=== Section Start ===
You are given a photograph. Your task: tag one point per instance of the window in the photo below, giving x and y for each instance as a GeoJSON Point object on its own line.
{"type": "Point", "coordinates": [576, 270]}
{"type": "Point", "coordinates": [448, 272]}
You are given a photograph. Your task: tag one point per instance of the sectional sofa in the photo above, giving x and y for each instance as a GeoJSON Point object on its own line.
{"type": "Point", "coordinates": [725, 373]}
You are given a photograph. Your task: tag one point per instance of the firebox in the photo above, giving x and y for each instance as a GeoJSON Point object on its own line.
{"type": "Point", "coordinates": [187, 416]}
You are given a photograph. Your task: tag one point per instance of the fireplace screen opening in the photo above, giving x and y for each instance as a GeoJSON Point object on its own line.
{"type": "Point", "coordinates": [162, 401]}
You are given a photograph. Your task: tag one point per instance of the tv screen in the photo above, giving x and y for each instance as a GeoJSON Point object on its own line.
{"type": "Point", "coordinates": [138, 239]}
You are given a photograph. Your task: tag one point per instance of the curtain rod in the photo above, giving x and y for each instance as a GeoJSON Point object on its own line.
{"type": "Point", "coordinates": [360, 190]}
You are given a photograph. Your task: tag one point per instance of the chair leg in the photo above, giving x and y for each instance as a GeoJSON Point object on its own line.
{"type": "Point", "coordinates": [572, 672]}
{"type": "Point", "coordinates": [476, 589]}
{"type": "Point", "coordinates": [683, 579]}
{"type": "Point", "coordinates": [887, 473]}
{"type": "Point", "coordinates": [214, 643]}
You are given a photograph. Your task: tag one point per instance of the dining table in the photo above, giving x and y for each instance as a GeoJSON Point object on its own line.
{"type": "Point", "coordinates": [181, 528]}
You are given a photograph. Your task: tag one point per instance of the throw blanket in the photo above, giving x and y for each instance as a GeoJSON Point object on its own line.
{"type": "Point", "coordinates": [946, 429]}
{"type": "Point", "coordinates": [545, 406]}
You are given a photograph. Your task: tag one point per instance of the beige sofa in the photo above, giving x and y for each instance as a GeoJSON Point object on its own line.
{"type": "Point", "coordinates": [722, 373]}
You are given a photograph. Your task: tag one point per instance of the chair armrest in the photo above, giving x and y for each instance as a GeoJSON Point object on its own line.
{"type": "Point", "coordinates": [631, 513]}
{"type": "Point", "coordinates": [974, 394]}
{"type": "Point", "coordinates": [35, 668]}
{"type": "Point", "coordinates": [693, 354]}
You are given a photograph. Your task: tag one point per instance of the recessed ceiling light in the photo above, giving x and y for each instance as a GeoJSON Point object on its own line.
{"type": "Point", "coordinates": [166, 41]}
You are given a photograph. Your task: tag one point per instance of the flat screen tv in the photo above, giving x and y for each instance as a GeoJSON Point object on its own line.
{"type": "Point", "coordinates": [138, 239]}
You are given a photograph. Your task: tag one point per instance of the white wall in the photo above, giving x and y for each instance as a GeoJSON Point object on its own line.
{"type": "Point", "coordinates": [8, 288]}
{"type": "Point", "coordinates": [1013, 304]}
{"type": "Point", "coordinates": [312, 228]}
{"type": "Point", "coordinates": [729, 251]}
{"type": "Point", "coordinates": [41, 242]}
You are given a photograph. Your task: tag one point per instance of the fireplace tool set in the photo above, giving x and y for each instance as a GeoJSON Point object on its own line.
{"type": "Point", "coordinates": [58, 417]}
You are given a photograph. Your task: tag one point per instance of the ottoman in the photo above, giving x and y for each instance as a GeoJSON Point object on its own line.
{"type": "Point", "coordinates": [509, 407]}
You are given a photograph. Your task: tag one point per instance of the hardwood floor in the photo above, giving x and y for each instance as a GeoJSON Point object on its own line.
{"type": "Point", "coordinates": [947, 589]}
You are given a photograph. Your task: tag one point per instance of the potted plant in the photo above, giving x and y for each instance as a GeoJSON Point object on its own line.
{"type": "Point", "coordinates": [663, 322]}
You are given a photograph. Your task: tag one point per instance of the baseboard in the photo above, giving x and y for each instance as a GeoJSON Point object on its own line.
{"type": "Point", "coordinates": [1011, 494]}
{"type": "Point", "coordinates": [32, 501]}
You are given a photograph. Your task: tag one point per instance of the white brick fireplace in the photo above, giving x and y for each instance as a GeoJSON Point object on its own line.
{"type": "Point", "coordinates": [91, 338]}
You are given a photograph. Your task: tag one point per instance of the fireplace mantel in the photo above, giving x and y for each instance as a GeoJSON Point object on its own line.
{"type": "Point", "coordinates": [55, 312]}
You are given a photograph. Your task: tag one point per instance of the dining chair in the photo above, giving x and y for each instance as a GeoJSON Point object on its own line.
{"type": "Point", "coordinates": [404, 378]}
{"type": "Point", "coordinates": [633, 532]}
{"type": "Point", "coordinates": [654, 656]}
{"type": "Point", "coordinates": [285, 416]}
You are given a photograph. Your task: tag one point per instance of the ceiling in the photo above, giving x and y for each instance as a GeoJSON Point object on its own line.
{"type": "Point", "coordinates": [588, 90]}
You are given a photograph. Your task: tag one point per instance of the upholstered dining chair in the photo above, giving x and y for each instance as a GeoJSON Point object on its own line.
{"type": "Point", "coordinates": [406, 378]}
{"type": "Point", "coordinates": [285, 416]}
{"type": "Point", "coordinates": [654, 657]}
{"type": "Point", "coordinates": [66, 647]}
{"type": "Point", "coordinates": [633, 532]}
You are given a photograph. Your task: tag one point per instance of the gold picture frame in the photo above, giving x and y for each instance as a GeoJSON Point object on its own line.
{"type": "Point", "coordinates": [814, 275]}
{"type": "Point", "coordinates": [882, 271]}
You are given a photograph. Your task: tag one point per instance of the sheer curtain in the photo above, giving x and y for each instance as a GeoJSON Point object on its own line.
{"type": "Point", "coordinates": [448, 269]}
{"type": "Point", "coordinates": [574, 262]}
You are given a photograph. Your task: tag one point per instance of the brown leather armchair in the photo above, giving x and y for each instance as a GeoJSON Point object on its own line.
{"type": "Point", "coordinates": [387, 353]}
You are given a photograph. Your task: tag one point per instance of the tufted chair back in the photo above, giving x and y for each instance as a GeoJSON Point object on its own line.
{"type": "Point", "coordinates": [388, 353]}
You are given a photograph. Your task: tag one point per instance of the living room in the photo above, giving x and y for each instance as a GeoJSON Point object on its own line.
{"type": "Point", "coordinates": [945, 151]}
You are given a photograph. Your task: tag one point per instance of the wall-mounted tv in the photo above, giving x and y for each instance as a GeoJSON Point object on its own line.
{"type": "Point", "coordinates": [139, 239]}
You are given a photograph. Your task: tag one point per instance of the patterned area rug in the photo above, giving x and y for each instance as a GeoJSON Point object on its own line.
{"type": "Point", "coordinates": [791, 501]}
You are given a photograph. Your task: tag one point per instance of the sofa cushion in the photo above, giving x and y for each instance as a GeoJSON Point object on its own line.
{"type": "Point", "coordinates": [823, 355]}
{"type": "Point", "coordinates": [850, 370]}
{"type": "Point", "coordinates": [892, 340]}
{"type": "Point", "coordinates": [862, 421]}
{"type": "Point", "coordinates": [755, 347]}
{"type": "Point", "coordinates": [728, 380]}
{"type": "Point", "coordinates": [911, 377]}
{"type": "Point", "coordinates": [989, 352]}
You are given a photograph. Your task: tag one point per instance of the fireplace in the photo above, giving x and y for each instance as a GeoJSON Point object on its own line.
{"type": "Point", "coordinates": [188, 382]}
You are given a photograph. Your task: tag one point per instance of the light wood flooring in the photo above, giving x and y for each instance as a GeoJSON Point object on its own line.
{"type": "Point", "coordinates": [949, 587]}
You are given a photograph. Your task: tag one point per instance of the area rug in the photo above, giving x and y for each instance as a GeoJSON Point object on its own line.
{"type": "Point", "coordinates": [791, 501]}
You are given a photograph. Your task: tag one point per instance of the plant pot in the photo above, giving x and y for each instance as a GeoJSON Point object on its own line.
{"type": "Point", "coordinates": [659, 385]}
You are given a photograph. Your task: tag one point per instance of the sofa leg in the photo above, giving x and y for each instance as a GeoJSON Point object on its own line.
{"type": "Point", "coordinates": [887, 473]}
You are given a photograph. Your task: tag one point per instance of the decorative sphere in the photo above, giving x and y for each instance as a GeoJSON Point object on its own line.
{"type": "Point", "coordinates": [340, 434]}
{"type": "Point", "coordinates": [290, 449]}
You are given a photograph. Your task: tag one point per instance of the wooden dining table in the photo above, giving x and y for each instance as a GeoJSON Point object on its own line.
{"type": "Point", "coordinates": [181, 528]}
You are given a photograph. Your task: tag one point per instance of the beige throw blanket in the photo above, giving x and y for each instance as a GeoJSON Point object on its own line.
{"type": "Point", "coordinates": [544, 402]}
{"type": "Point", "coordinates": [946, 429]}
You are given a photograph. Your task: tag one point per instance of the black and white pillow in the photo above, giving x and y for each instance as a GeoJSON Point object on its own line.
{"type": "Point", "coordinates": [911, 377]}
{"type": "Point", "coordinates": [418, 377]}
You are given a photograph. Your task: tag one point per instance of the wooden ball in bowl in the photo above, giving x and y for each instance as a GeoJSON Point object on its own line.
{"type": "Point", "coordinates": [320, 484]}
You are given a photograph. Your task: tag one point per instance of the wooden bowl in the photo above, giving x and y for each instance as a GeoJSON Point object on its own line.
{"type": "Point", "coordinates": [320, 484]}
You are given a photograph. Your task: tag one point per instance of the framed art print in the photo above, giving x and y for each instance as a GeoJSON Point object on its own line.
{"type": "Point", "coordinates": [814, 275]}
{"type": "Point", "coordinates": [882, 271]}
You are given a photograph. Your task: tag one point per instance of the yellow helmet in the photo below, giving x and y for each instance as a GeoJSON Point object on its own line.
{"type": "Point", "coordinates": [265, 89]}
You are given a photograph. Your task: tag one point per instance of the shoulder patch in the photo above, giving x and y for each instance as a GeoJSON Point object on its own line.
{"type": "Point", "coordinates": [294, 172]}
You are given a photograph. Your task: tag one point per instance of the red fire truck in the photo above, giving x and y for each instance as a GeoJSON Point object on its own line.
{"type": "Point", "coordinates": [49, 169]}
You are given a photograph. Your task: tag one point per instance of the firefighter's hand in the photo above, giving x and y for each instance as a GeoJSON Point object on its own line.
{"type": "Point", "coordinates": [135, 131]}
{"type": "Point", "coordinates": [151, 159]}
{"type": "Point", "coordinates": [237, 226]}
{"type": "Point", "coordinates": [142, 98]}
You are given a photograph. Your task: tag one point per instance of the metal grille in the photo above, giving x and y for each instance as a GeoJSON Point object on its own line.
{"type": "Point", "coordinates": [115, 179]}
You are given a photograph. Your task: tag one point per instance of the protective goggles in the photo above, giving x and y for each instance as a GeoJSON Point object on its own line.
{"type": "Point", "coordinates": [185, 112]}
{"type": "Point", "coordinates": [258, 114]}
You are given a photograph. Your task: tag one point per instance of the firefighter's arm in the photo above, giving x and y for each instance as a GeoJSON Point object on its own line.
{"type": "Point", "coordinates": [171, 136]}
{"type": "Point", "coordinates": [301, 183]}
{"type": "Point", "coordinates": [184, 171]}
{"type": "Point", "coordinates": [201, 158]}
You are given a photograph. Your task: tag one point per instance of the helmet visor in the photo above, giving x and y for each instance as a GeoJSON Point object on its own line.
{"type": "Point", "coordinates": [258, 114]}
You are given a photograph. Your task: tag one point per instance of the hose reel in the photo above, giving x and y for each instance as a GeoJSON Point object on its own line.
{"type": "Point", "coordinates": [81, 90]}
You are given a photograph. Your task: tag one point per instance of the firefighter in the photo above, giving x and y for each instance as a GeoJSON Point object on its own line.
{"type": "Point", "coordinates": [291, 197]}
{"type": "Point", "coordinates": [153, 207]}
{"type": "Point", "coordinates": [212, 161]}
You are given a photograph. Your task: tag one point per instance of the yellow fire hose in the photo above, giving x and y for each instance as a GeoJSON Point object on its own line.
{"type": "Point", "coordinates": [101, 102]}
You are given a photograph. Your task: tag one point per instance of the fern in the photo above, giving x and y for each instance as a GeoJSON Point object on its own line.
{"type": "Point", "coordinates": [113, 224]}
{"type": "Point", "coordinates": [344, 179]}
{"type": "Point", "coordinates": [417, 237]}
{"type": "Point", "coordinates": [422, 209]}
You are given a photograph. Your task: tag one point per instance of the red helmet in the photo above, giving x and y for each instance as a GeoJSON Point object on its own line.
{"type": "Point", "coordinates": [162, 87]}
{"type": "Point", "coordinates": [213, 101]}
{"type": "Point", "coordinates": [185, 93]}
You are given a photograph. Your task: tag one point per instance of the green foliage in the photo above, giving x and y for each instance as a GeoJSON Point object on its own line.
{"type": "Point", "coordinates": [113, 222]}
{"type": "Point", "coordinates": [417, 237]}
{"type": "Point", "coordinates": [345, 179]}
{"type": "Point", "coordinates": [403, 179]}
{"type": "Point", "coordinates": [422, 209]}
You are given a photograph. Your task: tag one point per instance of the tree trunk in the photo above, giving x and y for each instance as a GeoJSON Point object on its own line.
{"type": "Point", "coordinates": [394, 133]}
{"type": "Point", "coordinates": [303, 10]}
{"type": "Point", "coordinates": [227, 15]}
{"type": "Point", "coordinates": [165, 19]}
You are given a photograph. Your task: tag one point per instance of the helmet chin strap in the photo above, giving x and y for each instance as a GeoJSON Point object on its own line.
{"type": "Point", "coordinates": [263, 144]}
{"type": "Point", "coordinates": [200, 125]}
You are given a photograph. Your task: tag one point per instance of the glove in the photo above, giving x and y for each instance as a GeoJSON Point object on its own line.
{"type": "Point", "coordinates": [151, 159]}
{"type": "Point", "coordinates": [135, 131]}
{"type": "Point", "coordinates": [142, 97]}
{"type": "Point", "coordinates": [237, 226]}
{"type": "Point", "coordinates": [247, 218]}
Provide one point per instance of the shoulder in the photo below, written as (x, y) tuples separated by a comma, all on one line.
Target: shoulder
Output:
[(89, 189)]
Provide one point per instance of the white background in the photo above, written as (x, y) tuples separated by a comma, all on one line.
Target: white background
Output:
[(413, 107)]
=== Section End ===
• [THE PROBLEM]: Scan the listing for the string "background" and copy every line that carries it.

• [SOLUTION TO THE PROBLEM]:
Provide one point per instance of the white background in the photo above, written as (x, y) tuples separated by a comma, all on one line.
Target: white background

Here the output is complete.